### TASK GOAL
Please rewrite the entries, starting with the first line and going on through the line that contains "point(752, 133)", swapping "result line" for "output line" and leaving everything else unchanged. Leave the pictures out of your answer.

### EXTRACTED DATA
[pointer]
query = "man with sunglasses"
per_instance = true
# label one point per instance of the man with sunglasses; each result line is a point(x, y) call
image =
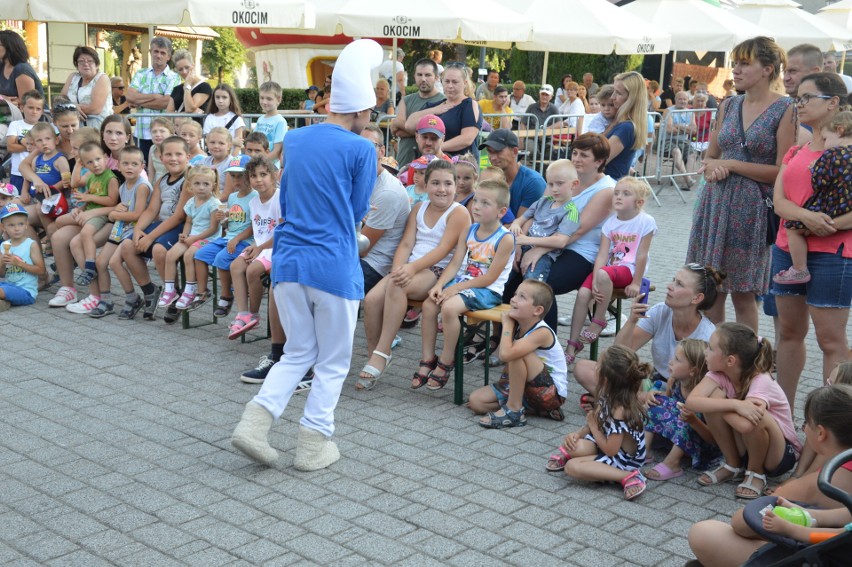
point(425, 76)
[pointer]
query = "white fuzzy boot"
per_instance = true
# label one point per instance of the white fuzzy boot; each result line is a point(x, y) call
point(251, 434)
point(314, 450)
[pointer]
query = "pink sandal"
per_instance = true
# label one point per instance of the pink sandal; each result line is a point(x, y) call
point(243, 324)
point(570, 358)
point(587, 336)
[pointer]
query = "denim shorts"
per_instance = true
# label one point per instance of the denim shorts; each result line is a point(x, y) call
point(831, 278)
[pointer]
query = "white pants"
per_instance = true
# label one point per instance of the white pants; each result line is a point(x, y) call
point(320, 329)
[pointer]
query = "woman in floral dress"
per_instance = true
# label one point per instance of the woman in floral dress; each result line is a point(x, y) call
point(752, 133)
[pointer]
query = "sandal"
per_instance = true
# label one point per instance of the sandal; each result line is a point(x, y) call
point(364, 383)
point(636, 481)
point(242, 324)
point(508, 419)
point(419, 380)
point(199, 300)
point(558, 460)
point(587, 336)
point(661, 471)
point(441, 381)
point(736, 476)
point(748, 484)
point(570, 358)
point(223, 310)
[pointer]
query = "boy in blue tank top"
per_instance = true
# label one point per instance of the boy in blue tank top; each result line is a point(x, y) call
point(535, 377)
point(474, 279)
point(21, 261)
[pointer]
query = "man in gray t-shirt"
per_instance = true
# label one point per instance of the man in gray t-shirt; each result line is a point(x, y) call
point(385, 223)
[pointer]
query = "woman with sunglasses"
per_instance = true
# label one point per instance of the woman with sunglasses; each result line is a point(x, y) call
point(460, 113)
point(751, 136)
point(693, 289)
point(16, 74)
point(826, 298)
point(88, 88)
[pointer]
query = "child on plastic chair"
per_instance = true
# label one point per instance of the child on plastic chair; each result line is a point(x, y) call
point(621, 262)
point(249, 268)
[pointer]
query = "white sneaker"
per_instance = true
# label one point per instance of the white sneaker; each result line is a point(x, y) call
point(84, 306)
point(610, 326)
point(63, 297)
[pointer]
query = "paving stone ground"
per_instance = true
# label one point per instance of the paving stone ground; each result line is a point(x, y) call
point(115, 451)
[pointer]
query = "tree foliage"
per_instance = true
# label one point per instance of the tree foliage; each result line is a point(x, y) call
point(223, 55)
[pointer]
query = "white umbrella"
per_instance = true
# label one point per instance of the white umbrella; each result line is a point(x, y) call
point(225, 13)
point(596, 26)
point(791, 26)
point(694, 24)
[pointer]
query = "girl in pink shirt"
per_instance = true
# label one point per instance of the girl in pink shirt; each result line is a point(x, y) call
point(746, 410)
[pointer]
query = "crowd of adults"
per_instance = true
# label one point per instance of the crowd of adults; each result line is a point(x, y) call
point(759, 152)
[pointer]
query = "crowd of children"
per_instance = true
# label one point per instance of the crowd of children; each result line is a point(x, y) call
point(104, 206)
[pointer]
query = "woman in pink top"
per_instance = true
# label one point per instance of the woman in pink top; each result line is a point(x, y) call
point(827, 297)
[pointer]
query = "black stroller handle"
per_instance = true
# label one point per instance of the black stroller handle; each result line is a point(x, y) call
point(824, 481)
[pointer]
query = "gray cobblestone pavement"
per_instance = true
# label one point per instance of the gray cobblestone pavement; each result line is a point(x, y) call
point(115, 450)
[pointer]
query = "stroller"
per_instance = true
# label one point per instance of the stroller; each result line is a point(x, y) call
point(8, 113)
point(785, 552)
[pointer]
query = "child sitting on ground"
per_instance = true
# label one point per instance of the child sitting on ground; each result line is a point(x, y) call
point(101, 192)
point(134, 196)
point(220, 253)
point(474, 278)
point(20, 259)
point(621, 262)
point(686, 430)
point(555, 213)
point(255, 261)
point(201, 223)
point(535, 378)
point(161, 128)
point(831, 178)
point(745, 407)
point(611, 446)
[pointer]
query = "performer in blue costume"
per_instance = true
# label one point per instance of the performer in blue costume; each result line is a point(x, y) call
point(316, 274)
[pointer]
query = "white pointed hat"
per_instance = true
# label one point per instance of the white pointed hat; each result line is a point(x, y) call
point(351, 83)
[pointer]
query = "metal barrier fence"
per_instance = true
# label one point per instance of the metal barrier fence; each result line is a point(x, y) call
point(684, 136)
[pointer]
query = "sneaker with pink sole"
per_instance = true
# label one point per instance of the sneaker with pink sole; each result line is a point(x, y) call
point(167, 298)
point(792, 276)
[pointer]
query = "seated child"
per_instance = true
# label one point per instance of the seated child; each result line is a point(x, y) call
point(255, 261)
point(20, 262)
point(621, 262)
point(554, 213)
point(745, 407)
point(431, 235)
point(611, 446)
point(191, 132)
point(48, 174)
point(417, 192)
point(134, 197)
point(473, 280)
point(221, 252)
point(256, 143)
point(669, 418)
point(831, 179)
point(535, 377)
point(101, 193)
point(201, 224)
point(219, 145)
point(161, 128)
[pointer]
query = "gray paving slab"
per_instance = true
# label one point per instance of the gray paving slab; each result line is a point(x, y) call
point(114, 449)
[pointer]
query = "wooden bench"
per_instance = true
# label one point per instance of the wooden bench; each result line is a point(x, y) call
point(615, 309)
point(470, 321)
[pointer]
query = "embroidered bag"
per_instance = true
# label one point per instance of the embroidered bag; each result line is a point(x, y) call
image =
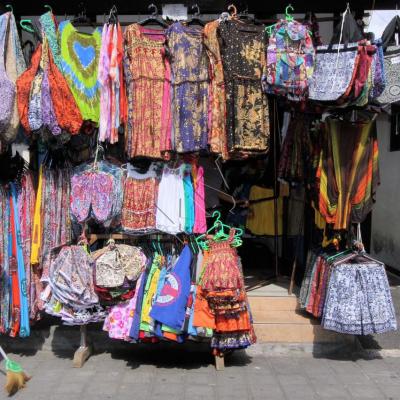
point(290, 60)
point(118, 262)
point(7, 87)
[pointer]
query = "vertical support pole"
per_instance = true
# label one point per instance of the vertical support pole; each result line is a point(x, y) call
point(84, 351)
point(275, 139)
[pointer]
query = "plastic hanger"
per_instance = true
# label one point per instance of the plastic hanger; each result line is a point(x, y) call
point(154, 19)
point(288, 18)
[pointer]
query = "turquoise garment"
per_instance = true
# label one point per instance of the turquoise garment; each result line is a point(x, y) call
point(189, 199)
point(24, 327)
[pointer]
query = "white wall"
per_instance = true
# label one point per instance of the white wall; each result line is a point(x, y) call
point(385, 240)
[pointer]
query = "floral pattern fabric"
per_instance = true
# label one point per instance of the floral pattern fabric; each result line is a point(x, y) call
point(243, 58)
point(190, 85)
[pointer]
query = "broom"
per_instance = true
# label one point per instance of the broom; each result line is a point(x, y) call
point(16, 377)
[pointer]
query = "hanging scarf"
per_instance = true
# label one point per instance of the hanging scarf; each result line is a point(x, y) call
point(24, 330)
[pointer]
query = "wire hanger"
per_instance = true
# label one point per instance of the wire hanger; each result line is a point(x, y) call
point(195, 20)
point(288, 18)
point(112, 16)
point(154, 19)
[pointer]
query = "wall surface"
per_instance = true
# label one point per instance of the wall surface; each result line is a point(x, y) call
point(385, 240)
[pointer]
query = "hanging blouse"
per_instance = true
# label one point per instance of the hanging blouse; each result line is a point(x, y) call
point(80, 59)
point(148, 87)
point(243, 57)
point(217, 100)
point(190, 85)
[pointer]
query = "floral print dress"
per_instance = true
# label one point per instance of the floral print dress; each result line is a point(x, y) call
point(190, 84)
point(243, 58)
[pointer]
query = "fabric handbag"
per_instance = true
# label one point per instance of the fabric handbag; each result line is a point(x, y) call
point(7, 87)
point(116, 263)
point(333, 72)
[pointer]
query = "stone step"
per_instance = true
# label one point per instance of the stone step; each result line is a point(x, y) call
point(297, 333)
point(288, 303)
point(282, 317)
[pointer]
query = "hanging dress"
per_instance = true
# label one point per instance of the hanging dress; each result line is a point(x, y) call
point(190, 85)
point(148, 86)
point(217, 100)
point(243, 57)
point(348, 172)
point(80, 60)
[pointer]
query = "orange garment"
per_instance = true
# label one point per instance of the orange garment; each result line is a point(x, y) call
point(217, 100)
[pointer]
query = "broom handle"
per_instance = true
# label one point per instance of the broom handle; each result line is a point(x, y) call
point(3, 353)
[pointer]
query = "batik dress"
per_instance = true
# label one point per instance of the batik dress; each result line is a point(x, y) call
point(243, 58)
point(190, 85)
point(148, 85)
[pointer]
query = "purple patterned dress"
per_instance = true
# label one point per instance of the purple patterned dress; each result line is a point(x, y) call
point(190, 84)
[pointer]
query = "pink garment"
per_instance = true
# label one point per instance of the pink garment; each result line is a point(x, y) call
point(200, 224)
point(92, 191)
point(104, 80)
point(119, 320)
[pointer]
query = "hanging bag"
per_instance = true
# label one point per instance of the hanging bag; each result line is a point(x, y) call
point(336, 64)
point(7, 87)
point(391, 94)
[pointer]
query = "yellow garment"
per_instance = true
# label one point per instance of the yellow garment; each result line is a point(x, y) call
point(260, 220)
point(37, 223)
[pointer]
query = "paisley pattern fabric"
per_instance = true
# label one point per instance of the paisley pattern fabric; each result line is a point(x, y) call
point(148, 86)
point(80, 59)
point(189, 76)
point(49, 27)
point(358, 300)
point(139, 208)
point(243, 58)
point(217, 99)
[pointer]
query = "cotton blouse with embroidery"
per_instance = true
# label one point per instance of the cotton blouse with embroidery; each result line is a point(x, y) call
point(80, 60)
point(243, 57)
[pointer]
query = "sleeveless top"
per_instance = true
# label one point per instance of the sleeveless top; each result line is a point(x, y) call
point(80, 54)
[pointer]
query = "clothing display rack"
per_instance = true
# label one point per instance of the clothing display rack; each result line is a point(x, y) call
point(110, 222)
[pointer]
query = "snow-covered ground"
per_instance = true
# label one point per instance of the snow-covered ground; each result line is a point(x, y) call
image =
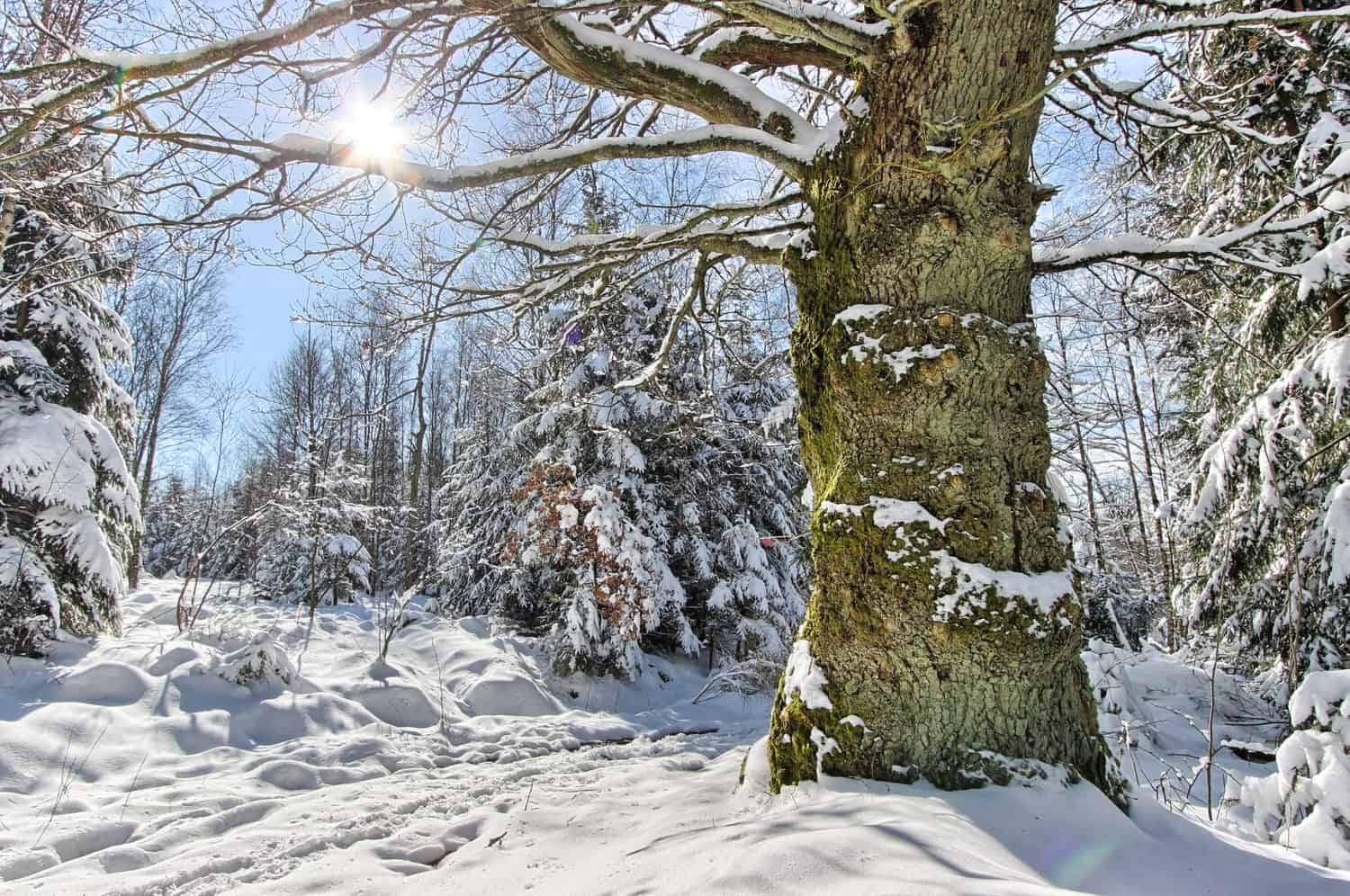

### EXERCISE RESULT
[pointer]
query = "man with sunglasses"
per_instance = true
# label one point per instance of the man with sunglasses; each output line is a point(x, y) call
image =
point(425, 76)
[pointer]
query = "white fuzzy boot"
per_instance = true
# label one point per instance of the white fuzzy boot; each output line is a point(x, y) call
point(251, 434)
point(314, 450)
[pointer]
query = "pink sandal"
per_instance = true
# label one point per instance of the pink sandal; each output line is a point(x, y) call
point(243, 324)
point(570, 358)
point(587, 336)
[pointer]
query = "denim shorts"
per_instance = true
# label one point per instance of the denim shorts; each output line is a point(x, y) call
point(831, 278)
[pointer]
query = "white pants"
per_instance = true
# label one point per instance of the white pants; each output line is a point(x, y) call
point(320, 329)
[pointer]
query = "woman in floral dress"
per_instance = true
# label one point per instance of the woman in floral dress; each output line is a point(x, y) call
point(752, 133)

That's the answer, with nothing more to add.